• **TASK INSTRUCTIONS**
Copy out the material below line for line without changing a character, and leave the pictures out of your copy.
☆ ☆ ☆ ☆ ☆
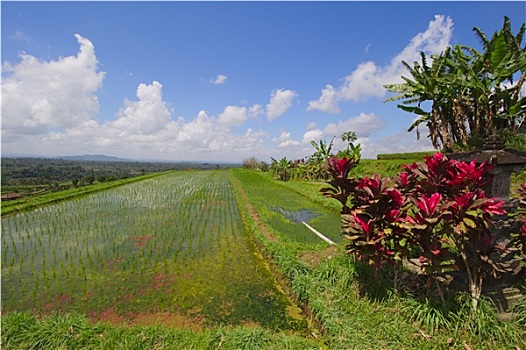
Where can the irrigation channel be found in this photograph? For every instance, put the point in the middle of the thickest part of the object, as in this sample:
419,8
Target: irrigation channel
171,249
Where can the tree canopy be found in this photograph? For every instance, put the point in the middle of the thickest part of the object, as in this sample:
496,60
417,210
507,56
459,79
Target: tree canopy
473,94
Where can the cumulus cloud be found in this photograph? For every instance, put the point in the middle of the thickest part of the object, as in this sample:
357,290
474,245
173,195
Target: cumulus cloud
285,140
236,115
233,115
368,79
148,115
39,96
280,101
220,79
363,125
313,135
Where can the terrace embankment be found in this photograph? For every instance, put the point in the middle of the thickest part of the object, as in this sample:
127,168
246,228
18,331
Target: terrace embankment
167,250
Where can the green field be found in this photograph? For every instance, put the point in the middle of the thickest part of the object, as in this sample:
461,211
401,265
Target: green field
216,259
172,248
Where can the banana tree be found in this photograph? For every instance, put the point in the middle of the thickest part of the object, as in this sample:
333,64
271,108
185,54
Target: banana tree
473,94
280,168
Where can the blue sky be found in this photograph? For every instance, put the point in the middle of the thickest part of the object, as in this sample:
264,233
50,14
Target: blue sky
219,81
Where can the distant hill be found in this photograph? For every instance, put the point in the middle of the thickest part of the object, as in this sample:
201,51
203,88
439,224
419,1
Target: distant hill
94,157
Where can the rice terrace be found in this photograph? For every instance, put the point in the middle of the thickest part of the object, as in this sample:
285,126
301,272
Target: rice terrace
175,233
173,246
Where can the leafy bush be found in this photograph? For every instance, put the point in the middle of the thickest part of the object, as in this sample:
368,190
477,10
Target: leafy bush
436,209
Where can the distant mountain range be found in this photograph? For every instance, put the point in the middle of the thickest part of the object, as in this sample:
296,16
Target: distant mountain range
94,157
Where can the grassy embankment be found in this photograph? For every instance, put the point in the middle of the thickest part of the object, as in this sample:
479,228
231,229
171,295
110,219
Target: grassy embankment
329,285
351,312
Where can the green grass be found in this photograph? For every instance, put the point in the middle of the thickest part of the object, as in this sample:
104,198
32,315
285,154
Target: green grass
24,330
353,313
174,245
33,202
345,310
408,156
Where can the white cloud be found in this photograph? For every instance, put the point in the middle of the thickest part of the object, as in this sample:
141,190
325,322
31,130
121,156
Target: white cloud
236,115
368,79
233,115
39,96
220,79
328,101
148,115
280,101
20,35
363,125
285,140
313,135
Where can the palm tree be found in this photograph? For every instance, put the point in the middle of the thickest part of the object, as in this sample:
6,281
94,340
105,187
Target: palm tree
280,168
473,94
349,137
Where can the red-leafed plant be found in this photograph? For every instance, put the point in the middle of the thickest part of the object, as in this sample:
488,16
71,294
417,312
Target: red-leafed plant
436,207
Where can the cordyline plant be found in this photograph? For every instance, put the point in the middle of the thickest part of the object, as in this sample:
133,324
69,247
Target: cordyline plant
436,208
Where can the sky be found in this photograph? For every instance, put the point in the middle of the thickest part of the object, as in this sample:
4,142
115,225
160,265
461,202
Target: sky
220,81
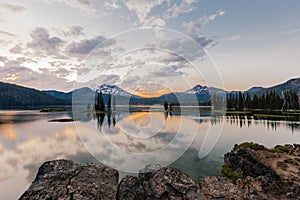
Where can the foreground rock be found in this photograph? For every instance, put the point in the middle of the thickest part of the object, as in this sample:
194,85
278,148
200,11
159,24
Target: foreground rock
64,179
254,172
263,173
159,183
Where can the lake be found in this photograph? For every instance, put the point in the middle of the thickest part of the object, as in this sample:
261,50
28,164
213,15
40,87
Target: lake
128,139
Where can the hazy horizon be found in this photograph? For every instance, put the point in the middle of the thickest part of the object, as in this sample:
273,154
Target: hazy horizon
48,45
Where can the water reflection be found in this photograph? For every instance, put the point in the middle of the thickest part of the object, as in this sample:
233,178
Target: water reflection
27,139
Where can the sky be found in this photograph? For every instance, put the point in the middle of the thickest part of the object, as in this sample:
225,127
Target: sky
149,47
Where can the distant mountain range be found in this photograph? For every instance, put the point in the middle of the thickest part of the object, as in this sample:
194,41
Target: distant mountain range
13,95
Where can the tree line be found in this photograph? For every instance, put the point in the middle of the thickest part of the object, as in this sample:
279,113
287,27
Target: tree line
269,100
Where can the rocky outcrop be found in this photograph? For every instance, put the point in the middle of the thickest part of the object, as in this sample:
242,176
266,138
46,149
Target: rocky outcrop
64,179
268,173
159,183
255,173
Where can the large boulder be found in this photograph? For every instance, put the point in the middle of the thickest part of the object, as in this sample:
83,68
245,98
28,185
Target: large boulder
154,182
64,179
268,173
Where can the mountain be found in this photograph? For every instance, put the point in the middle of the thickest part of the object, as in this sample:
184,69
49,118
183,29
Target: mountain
115,90
292,84
18,96
13,95
60,95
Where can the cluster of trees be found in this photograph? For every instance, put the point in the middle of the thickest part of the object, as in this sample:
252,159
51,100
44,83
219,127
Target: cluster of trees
99,102
269,100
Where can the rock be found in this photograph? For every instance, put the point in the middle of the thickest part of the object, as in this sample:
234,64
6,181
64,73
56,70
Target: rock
220,188
64,179
155,182
268,174
130,187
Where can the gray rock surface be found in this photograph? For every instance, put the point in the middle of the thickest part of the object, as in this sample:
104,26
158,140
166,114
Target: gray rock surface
266,174
160,183
64,179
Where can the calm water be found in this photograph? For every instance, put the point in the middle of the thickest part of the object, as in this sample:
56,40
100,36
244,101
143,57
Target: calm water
27,139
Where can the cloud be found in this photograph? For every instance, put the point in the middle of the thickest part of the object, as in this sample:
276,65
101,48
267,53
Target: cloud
193,27
7,34
176,10
73,31
235,37
15,73
41,41
16,49
83,5
11,7
154,21
86,46
142,9
112,5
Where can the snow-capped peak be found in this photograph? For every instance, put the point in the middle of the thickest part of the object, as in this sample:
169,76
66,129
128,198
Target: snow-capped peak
198,89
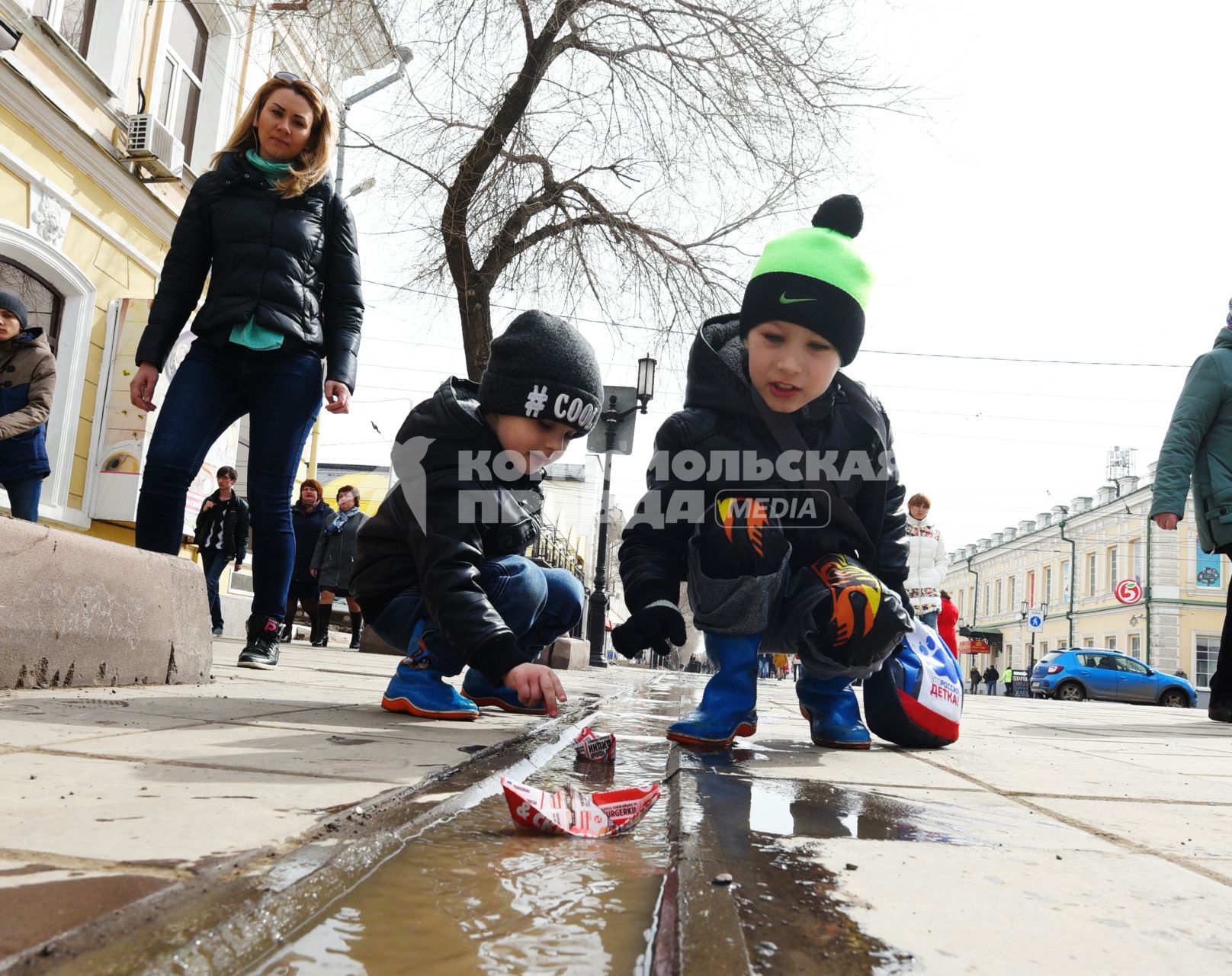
☆ ☆ ☆ ☆ ☆
• **RESULT OF THE TASK**
Where can the irrigation channel be found in this photograph? For every instance, put the point in the middle of the thickest part of the object, as in this sample:
419,8
Target: irrigation channel
171,249
Where can the tree canopy be found in this photograph? For every instance, put the point in the middle of the thickest part of the object, as in this sample:
496,60
417,210
507,56
459,79
Target: tree canopy
473,94
Where can the cumulus cloud be found in this photograph? For every instance, put the point in the middle of the thickest part of the object, as in this sample:
357,290
474,245
173,195
Target: cumulus cloud
285,140
236,115
233,115
368,79
148,115
39,96
280,101
220,79
363,125
313,135
Where can the terrace embankment be found in this photograph? For every instance, put the point in the middle of the thickest part of the object, as in this sample:
127,168
246,228
18,331
Target: terrace embankment
167,250
Where can the green field be found in this photograph? For every instance, put the point in the middle of the thickest part of the object, as in this sample:
461,211
401,265
Target: green field
216,259
172,248
Where can the banana tree be found in this photograph? For every instance, put the point in the middle of the thickest part of the object, as in this sample:
333,64
271,108
185,54
Target: banana tree
473,94
280,168
Where can the blue sky be found in this photograph? For every instance, put the point in the middle of the thickest part of the object, as in this sample:
264,233
50,14
Target: blue sky
219,81
Where can the distant hill be found in this photograph? For every instance, put the point in the middle of the thickest part of the object, as in this sample:
201,51
203,88
439,224
419,1
Target: distant hill
94,157
Where can the rice terrace be found in this photograph? For every instance, put the point in the middle of the thickest part of the object, as in this sample:
285,126
301,272
Target: rice terrace
175,233
173,246
Where can the leafy bush be found in this photograph? For every instance, put the point in the middle of the thickest part of the object, as in this sample:
368,190
477,10
Target: leafy bush
436,209
Where can the distant mountain range be found in this photograph? For every instance, put the point in the middle of the thickest part of the object, as in this sample:
296,16
Target: distant mountain range
94,157
Where can the grassy embankment be found in this photograph? For every instance, put the point in the middle of the thickest part of the object, as in this sample:
479,228
231,229
171,295
110,219
Target: grassy embankment
329,285
351,312
Where can the green grass be found in this photograph? For every instance, put the point in the middle of the thickest part of the object, as in this sample:
104,198
32,315
285,154
Target: green grass
24,330
353,313
174,245
33,202
345,310
408,156
Where can the white cloud be found in this photograph? For every instance, put the point in the middle of the thickest part of the object, as in this sample:
141,190
325,322
31,130
121,156
Target: white cloud
236,115
368,79
233,115
39,96
220,79
328,101
148,115
280,101
20,35
363,125
285,140
313,135
Where can the palm tree be found in this photograph? For every instance, put the point in the middle of the thickest part of the object, as in this sample:
6,281
94,340
105,187
Target: palm tree
280,168
473,94
349,137
Where can the red-leafed plant be found in this photograph? For every instance, put the point in the middle of the thickest part of the object, as in this sample:
488,16
71,294
417,312
Target: red-leafed plant
436,207
Where can the cordyline plant be found in this photograph? For every instance, put the point in the middle of the thickest part of the object, as in this sample:
133,324
69,247
Target: cordyline plant
436,208
Where can the sky be found in this photograph? For every instance, put the point in the middle of the thickest part of the object, as in this sample:
4,142
115,225
160,265
461,202
Target: sky
220,81
Where can the foreground rock be found in this photograph? For every instance, put the point in the middle of the thickest part of the object, as in this sample:
194,85
278,148
200,11
159,24
Target: foreground rock
64,179
254,172
263,173
159,183
Where can the lake be found in this photograph? For every instance, put the point in the middle of the thickest part of the object, as in this sample:
261,50
28,164
213,15
40,87
Target: lake
128,139
Where can the hazy horizon be found in this photograph? For every instance, put the point in the middle of the thickest part of the object, as in this sample:
273,154
Target: hazy horizon
48,45
Where can the water reflection be found in this photograph? For every instance, put the point in the middle of the thickest part of the object, as in this sample:
233,178
Target: water reflection
27,139
Where can the sky be found in this photograph? For every instance, put the point in the middle of the thickest part of the object, as in this sample:
225,127
Target: sky
149,47
Where can the distant mountain range be found in this photograph? For every instance, put the point in the middle of the thickest part of the object, as in this sample:
194,41
Target: distant mountain range
13,95
Where can the tree line be found in this photograph? For every instance, put the point in the middle of the thickest part of the object, as in this sample:
279,113
287,27
Target: tree line
269,100
Where can the rocky outcrop be found in this photograph? For every instance, put the point in the middle of the thickest part of the object, as in this sample:
242,176
266,138
46,149
Target: rocky outcrop
64,179
268,173
159,183
255,173
Where can the large boulder be found in this photograph? For every instance, put the point in the middle of the thickest part of the object, as in this sample:
83,68
245,98
28,185
Target: large boulder
154,182
64,179
268,173
Where can the mountain be found in this photograph? For every instance, put the point in the middle of the thickest part of the object, as in this sample:
184,69
49,118
183,29
Target: mountain
115,90
292,84
18,96
13,95
60,95
Where can the cluster of trees be found in this photograph? For every instance, put the point in the middle of the thickest part of the object, as in this sample:
252,159
51,100
44,83
219,127
Target: cluster of trees
99,102
269,100
Where can the rock be found in this photograph? For every instance, put the point in the middle of the thickest part of the object, as in this sample:
234,64
6,181
64,73
56,70
Target: rock
220,188
64,179
155,182
268,174
130,187
Where can the gray rock surface be found in this photograph? For every instance, put the point in the middle of the thickest part of the object, as in this sample:
104,26
158,140
166,114
Target: gray rock surface
266,174
160,183
64,179
Where can the calm water be found in this photograph? For every instance, put the point in the middle of the thickest part of the object, as in this sample:
56,40
100,36
244,101
143,57
Target: calm water
27,139
Where can the cloud be found in this photograph? For every instance, put the point in the middle of the thickest part of the object, as in this sample:
276,65
101,48
267,53
Target: cloud
193,27
7,34
176,10
73,31
235,37
15,73
41,41
16,49
83,5
11,7
154,21
86,46
142,9
112,5
Where can the snow-capped peak be found in this photograph? For every instance, put the point in the middle of the thickest part of the object, as in this sample:
169,76
66,129
128,198
Target: snow-capped peak
198,89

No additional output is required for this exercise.